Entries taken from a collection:
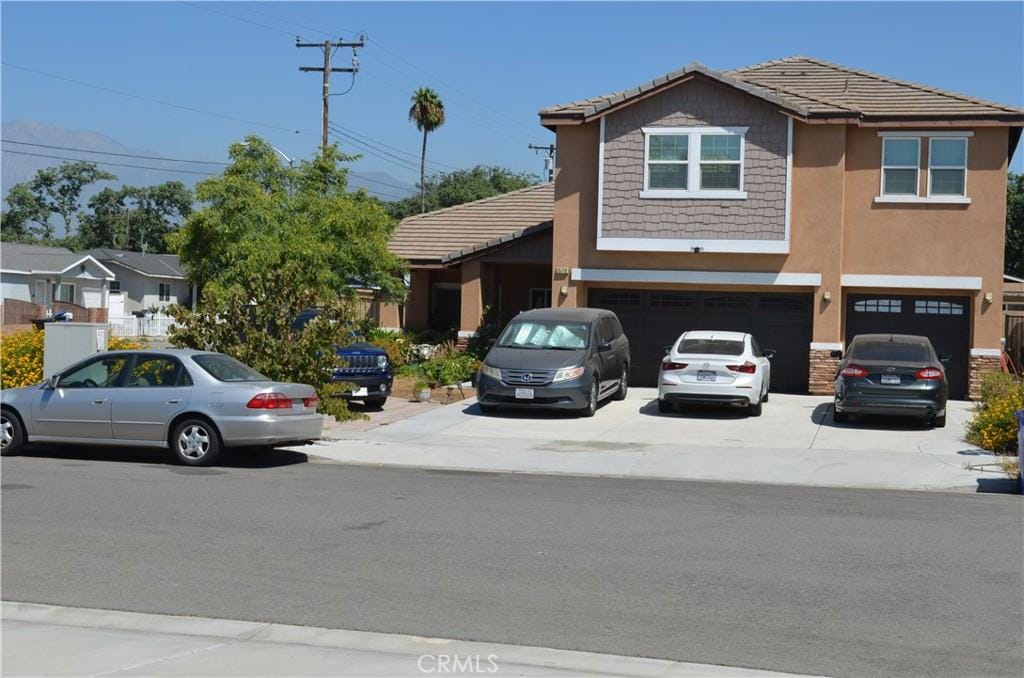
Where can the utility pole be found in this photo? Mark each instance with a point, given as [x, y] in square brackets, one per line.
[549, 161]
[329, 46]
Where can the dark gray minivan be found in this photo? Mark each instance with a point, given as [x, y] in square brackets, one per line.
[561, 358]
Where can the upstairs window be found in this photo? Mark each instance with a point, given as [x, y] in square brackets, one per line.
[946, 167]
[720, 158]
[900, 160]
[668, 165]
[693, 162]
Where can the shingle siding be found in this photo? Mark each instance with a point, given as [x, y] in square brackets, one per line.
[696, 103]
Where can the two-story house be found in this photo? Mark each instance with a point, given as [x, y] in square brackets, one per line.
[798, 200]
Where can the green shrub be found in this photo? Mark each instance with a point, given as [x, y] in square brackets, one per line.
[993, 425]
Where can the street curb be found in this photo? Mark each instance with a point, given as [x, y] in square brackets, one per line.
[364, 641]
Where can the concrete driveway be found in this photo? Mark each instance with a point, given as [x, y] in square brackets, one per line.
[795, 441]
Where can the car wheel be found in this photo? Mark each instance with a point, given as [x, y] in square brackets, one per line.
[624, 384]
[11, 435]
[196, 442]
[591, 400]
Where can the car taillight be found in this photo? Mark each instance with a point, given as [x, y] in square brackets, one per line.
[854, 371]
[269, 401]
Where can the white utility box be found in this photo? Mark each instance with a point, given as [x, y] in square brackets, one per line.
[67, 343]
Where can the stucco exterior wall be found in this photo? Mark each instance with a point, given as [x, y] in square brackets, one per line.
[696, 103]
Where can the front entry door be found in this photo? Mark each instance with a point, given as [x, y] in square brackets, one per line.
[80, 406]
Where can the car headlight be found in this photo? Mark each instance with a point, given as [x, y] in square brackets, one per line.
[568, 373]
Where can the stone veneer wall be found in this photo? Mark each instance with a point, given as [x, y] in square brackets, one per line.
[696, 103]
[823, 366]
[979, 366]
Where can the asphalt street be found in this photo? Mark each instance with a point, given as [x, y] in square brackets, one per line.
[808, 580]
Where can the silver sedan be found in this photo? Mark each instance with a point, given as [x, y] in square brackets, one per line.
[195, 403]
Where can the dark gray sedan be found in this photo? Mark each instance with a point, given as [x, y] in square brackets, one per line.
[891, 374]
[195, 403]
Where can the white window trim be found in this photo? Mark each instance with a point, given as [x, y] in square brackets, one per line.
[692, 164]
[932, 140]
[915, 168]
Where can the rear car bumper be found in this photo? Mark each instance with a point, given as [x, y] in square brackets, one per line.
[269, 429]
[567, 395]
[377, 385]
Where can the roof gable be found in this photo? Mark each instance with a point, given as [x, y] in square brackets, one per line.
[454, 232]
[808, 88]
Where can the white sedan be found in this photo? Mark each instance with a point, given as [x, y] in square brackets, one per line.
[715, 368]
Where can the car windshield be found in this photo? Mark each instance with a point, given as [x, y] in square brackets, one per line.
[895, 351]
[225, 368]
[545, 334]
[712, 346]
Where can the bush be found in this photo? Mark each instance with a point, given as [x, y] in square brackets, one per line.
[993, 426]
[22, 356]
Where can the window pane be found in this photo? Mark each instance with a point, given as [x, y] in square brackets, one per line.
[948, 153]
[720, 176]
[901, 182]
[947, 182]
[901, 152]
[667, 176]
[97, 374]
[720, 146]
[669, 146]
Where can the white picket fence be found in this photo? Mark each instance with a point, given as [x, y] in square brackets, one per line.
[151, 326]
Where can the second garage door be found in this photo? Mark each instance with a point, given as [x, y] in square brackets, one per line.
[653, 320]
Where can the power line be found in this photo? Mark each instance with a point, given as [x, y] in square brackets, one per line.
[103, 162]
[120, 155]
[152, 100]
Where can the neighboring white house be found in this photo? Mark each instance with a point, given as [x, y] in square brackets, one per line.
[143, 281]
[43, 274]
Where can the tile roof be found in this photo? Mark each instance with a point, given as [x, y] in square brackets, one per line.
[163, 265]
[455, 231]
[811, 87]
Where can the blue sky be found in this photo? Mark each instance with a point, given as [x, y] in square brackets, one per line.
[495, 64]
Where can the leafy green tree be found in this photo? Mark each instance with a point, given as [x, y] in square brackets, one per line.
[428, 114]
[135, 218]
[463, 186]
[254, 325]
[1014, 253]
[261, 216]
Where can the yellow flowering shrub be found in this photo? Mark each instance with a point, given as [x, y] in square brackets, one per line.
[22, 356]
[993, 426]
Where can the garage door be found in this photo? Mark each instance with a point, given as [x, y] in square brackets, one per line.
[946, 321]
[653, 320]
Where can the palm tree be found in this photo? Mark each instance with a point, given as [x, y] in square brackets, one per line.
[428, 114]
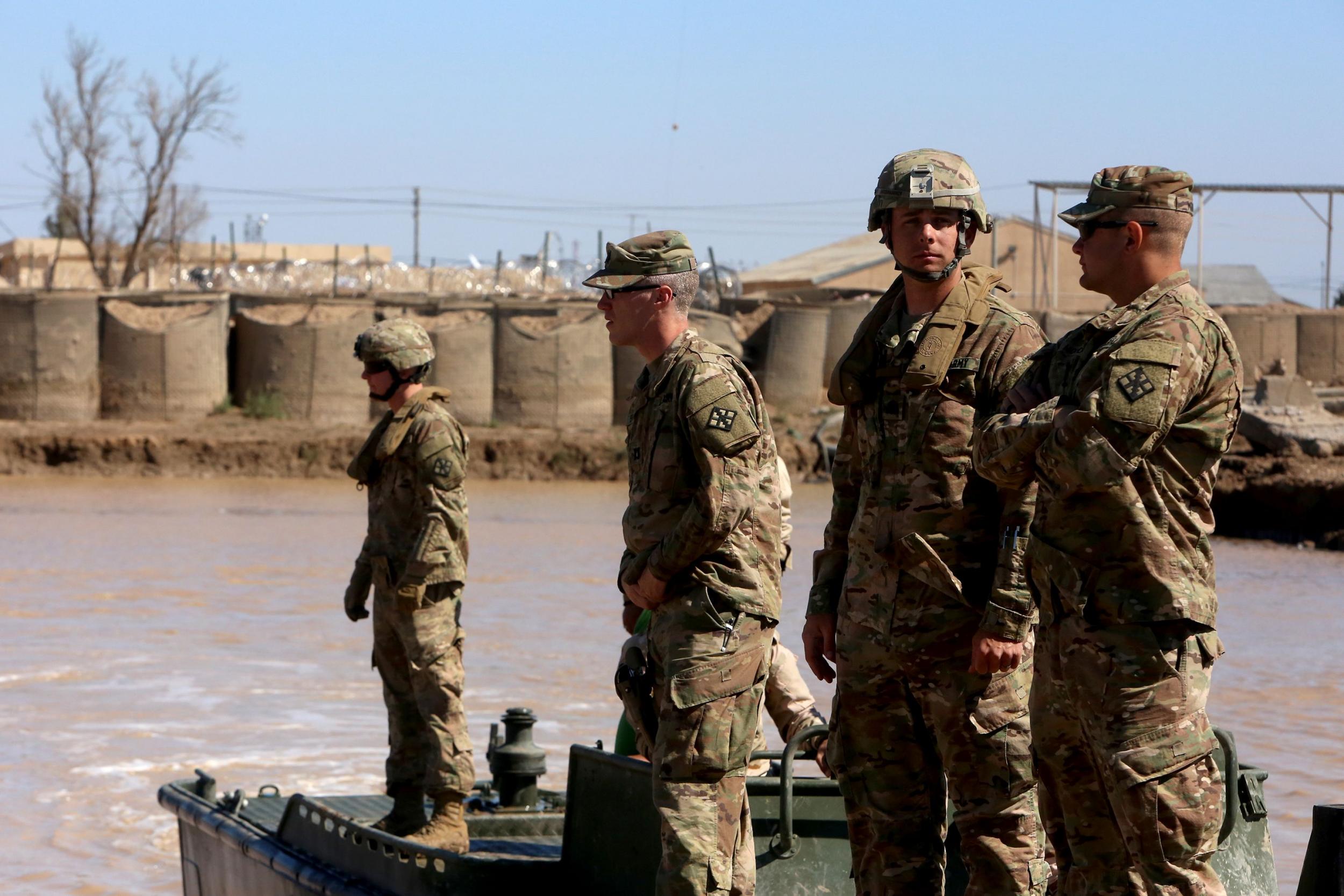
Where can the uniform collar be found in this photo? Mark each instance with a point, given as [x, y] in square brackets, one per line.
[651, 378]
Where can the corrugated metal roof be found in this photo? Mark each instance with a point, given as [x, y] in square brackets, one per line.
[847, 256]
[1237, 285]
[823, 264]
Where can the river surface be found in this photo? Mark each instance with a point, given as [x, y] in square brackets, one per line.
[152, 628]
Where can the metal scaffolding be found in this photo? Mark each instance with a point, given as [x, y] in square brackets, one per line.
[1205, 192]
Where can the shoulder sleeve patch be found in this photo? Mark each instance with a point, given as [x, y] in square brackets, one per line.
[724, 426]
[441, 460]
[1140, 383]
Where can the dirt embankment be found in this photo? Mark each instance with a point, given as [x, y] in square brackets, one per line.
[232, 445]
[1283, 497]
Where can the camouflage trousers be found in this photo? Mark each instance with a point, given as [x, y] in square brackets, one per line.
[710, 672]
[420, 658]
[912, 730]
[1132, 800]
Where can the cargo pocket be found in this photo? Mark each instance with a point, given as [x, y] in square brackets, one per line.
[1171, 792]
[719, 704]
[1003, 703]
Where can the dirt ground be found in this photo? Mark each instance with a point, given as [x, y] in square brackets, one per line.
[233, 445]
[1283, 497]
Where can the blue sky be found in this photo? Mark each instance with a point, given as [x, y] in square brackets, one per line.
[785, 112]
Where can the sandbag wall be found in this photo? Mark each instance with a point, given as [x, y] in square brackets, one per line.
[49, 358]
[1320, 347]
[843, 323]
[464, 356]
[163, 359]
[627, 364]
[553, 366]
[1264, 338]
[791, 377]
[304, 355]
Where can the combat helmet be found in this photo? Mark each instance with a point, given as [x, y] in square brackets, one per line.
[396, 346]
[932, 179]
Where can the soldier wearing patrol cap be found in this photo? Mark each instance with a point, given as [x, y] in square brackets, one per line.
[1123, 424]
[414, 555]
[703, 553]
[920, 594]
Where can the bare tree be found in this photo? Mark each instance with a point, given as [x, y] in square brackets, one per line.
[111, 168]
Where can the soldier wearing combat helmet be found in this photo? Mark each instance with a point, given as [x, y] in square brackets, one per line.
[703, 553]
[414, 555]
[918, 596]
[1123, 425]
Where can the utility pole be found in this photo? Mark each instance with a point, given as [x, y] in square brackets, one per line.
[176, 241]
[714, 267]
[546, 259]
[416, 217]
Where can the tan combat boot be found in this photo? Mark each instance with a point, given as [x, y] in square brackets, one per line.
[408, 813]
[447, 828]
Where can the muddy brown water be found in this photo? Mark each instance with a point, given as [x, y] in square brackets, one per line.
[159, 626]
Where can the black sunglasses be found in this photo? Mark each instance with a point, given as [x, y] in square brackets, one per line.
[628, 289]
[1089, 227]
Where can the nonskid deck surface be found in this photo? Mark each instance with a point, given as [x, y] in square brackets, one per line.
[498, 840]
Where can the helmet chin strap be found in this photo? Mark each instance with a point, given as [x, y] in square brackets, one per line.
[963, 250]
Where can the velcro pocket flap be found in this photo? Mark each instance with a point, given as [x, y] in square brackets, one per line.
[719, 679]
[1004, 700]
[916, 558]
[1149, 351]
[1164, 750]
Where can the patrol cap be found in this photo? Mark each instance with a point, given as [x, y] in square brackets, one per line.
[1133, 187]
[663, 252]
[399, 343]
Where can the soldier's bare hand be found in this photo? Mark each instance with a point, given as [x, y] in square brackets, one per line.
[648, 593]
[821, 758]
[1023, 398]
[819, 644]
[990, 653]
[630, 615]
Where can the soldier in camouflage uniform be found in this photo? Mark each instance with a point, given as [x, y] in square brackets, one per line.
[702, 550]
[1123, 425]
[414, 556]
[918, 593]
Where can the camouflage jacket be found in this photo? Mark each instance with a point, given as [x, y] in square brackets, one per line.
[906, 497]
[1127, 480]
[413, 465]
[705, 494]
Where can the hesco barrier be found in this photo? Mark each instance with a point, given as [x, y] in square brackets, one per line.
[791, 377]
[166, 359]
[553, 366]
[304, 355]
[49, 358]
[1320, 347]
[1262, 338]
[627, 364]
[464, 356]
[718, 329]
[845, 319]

• **Written request**
Write the lines out exactly, from the one with "Where can the soldier in" down to the last line of the listing, and leave out all others.

• **Finished task**
Where can the soldier in camouflage uniform be found in this photo? Mark each instance with a point, given as [x, y] in square brackets, one per line.
[702, 550]
[1123, 425]
[414, 556]
[918, 593]
Where can the camouflage jacket be found in this photo? Mark each instance with a point, given as [x, y] in square brackets, one per line.
[906, 497]
[1127, 480]
[413, 465]
[705, 494]
Where can the hesco barrier be found in this photo? Mark each instance with a point, given as [x, y] in square brackets, one per line.
[791, 377]
[166, 359]
[553, 366]
[304, 355]
[49, 358]
[1320, 347]
[1262, 338]
[627, 364]
[464, 356]
[718, 329]
[845, 319]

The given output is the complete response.